What you should do
Could you reproduce the lines below from the one with "Where can the sea" through the one with "Where can the weathered"? Keep both ends and add nothing.
★ ★ ★
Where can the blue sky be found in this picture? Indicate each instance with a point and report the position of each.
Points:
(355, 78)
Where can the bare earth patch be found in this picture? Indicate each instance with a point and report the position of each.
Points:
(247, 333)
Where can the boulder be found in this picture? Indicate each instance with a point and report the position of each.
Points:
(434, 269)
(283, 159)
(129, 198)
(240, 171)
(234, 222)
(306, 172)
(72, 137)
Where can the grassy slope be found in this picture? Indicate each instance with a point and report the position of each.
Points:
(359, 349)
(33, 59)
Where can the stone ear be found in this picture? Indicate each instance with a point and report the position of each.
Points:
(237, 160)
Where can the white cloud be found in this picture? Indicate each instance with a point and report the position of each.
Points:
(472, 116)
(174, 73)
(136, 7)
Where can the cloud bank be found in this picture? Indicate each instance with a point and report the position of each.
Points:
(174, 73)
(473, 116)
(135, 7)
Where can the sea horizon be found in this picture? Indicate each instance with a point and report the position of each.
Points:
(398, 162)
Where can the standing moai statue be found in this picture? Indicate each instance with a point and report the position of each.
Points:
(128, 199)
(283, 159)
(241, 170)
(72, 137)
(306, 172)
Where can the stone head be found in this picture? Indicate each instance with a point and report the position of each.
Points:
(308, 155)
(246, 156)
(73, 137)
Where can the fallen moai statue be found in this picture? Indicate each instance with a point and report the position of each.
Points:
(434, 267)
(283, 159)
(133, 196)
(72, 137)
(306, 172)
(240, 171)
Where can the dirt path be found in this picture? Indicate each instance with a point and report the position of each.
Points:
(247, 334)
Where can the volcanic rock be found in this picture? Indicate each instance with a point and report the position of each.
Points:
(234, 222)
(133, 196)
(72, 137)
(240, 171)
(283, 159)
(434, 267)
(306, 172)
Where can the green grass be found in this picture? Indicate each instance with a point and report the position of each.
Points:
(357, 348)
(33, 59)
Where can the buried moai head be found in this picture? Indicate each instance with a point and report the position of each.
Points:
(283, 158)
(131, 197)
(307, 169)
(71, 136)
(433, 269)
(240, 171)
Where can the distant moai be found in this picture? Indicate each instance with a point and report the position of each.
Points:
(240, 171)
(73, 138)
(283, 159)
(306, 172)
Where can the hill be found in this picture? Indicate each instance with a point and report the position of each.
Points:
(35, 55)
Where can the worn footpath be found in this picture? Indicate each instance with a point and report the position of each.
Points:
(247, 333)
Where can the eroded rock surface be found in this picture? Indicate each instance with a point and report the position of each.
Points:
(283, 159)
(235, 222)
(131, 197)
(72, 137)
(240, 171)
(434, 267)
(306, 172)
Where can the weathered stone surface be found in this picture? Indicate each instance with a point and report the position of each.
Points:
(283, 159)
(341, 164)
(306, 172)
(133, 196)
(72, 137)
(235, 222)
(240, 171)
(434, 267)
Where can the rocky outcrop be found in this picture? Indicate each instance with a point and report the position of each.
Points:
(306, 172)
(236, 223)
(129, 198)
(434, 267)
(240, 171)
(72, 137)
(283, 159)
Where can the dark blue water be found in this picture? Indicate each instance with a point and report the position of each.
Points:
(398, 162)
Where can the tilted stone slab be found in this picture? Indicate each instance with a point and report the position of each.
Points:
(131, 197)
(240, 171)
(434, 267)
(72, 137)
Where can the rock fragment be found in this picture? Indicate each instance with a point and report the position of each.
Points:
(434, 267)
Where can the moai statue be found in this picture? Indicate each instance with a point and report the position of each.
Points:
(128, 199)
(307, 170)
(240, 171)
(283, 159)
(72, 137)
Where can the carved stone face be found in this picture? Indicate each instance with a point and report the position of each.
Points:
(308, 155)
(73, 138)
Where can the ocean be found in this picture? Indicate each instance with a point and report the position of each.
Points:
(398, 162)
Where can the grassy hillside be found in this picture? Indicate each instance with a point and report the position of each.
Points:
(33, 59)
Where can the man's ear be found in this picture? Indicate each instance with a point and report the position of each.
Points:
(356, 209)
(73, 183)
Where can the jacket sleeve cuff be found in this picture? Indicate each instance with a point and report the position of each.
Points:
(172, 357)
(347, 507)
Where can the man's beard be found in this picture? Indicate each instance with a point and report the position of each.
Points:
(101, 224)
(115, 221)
★ ★ ★
Task result
Where can the sea horizon be found in this picture? Indicate each instance with a point and report the position of each.
Points:
(398, 162)
Where can the standing moai statue be found in this picture? Indicate each instance with a point and report the position of each.
Points:
(128, 199)
(283, 159)
(241, 170)
(72, 137)
(306, 172)
Where can the stone head be found in this picture? Indicate each instance with a point and report the position of each.
Points:
(308, 155)
(246, 156)
(73, 137)
Where can the fallen moai statue be found in this picture? Indicate each instance with a point and report the position of each.
Points:
(434, 267)
(283, 159)
(133, 196)
(72, 137)
(306, 172)
(240, 171)
Where can the dirt path be found in this picture? Indicate each instance with a point and report the position of each.
Points:
(247, 334)
Where can the volcanic rock be found in this picture? Indicate each instance with a point and report the position of each.
Points:
(234, 222)
(133, 196)
(72, 137)
(240, 171)
(283, 159)
(434, 267)
(306, 172)
Where can the green grass be found in this picture? Indicate each instance with a point and report the position of each.
Points:
(357, 348)
(33, 59)
Where can the buried moai head be found in this picture? Indicate each instance with a point and report the position of each.
Points:
(283, 158)
(131, 197)
(307, 169)
(71, 136)
(433, 269)
(240, 171)
Where can the distant moai be found in this picture? Indicate each instance with a point and report the position of each.
Points:
(240, 171)
(73, 138)
(283, 159)
(306, 172)
Where can the hill be found in this picture? Indicate each instance with a point and report the position of each.
Points:
(35, 55)
Where can the worn footpath be found in this picture? Indicate each instance with a point and report the position of each.
Points:
(247, 333)
Where can the eroded rock surface be found in this picture? Indicate each instance with a point and report the position of each.
Points:
(283, 159)
(235, 222)
(131, 197)
(72, 137)
(240, 171)
(434, 267)
(306, 172)
Where can the weathered stone surface be found in this picture? Indicate each instance with a point and report the position of each.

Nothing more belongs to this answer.